*WORK REQUIRED:* Update the rows below by changing each "pixel coordinate pair" to "pixel location" and leaving everything else as it is.

[Coordinate labeling data]
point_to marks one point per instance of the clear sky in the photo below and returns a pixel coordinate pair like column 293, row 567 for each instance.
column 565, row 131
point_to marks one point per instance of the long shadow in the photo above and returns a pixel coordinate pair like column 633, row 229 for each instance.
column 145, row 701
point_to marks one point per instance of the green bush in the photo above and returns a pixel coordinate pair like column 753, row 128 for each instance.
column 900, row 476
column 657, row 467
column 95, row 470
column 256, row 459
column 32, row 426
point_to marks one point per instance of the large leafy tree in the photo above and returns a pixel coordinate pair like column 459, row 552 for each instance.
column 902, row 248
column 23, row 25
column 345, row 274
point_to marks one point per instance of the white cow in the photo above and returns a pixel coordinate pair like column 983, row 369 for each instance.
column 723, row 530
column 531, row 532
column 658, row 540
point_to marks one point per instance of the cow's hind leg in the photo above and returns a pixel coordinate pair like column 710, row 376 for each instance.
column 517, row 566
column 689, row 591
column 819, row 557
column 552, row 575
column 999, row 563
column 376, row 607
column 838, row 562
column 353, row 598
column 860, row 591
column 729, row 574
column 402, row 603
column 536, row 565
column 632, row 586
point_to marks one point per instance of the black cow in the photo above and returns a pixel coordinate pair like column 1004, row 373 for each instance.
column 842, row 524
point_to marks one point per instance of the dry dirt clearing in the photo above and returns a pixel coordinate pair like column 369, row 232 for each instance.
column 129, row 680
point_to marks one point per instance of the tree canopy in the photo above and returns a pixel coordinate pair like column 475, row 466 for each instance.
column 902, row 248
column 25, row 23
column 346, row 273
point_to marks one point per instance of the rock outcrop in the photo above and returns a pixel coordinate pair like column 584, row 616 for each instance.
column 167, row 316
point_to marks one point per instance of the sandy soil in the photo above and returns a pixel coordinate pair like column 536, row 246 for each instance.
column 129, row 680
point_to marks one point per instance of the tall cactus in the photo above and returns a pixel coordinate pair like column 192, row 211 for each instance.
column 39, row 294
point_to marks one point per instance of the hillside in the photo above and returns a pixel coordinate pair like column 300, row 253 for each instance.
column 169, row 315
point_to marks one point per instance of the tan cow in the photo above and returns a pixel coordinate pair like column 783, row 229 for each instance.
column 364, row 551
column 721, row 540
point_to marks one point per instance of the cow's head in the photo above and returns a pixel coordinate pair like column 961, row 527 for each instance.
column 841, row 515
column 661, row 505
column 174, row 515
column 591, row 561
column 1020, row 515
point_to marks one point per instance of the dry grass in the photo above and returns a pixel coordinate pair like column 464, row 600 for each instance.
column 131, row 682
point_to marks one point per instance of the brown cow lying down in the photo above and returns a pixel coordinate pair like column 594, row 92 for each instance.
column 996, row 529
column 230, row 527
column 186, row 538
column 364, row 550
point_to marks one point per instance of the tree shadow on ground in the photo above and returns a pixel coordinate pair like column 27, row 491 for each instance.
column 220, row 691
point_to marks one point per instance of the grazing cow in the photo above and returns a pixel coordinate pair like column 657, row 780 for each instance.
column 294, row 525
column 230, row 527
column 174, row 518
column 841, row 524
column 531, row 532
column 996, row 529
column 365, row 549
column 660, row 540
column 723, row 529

*RESULT:*
point_to marks one point per instance of the clear sky in the photo below and returns a pixel location like column 293, row 567 for each instance.
column 565, row 131
point_to marks one point per instance of the long shadow in the photo above and returns a pixel location like column 633, row 229 for each instance.
column 145, row 701
point_to marks one point per instance of the green bush in the photo above and returns a pixel location like column 753, row 128 for each instance.
column 900, row 476
column 657, row 467
column 95, row 470
column 256, row 459
column 32, row 426
point_to marks one point per instance of the large leafy tree in the photo above and returns a pixel location like column 459, row 552 for each instance.
column 902, row 248
column 23, row 25
column 345, row 274
point_to marks one point per instance of the white cow in the photo above and returns a pixel location like column 983, row 369 for each instance.
column 723, row 530
column 531, row 532
column 658, row 540
point_to marks one point per instance of the cow's hind leg in the photo above and returns a pixel location like column 710, row 376 for each instance.
column 517, row 566
column 689, row 591
column 819, row 557
column 552, row 575
column 999, row 563
column 376, row 607
column 838, row 562
column 353, row 598
column 860, row 591
column 729, row 574
column 402, row 603
column 536, row 565
column 632, row 586
point_to marks one point per instance of the black cow in the photo above and returns a pixel location like column 1004, row 373 for each instance.
column 842, row 524
point_to marks one point per instance of the dry dirt clearing in the photo above and returns a pixel location like column 369, row 232 for each instance.
column 129, row 680
point_to marks one point per instance of the tree canopy in the photo above and returns a pixel location like column 475, row 466 for each instance.
column 902, row 248
column 25, row 23
column 346, row 273
point_to marks one point per instance of the rock outcrop in the photo above and returns a pixel location like column 584, row 616 for each instance.
column 167, row 316
point_to marks one point per instance of the sandy soil in the photo above and returns a pixel location like column 536, row 246 for each instance.
column 129, row 680
point_to marks one point per instance of the tall cactus in the photo above and returns a pixel location like column 192, row 211 for each instance.
column 39, row 294
point_to marks one point per instance of the hillside in the photo above and returns a pixel location like column 300, row 253 for each instance.
column 169, row 315
point_to marks one point per instance of the tan cow in the photo above and returns a pixel location like column 783, row 229 for each instance.
column 364, row 551
column 721, row 540
point_to marks one point per instance of the cow's head in the photo above and returns a pixel location like column 961, row 527 for each instance.
column 841, row 515
column 661, row 505
column 174, row 515
column 591, row 561
column 1020, row 515
point_to marks one point per instance of the dry grass in the photo above and returns a pixel location like column 464, row 600 for each instance.
column 131, row 682
point_to marks one point per instance of the brown cow lying down in the photo above and returns a pixel location like column 594, row 92 for each instance.
column 996, row 529
column 230, row 527
column 186, row 538
column 364, row 550
point_to marks one point per instance of the tree shadow on ground in the photo above and returns a pixel location like column 27, row 491 for each instance.
column 220, row 691
point_to marks one point per instance of the grazing cow in the photo above and returns a pixel location like column 657, row 780 for each instance.
column 294, row 525
column 230, row 527
column 174, row 518
column 841, row 524
column 531, row 532
column 996, row 529
column 365, row 549
column 660, row 540
column 723, row 529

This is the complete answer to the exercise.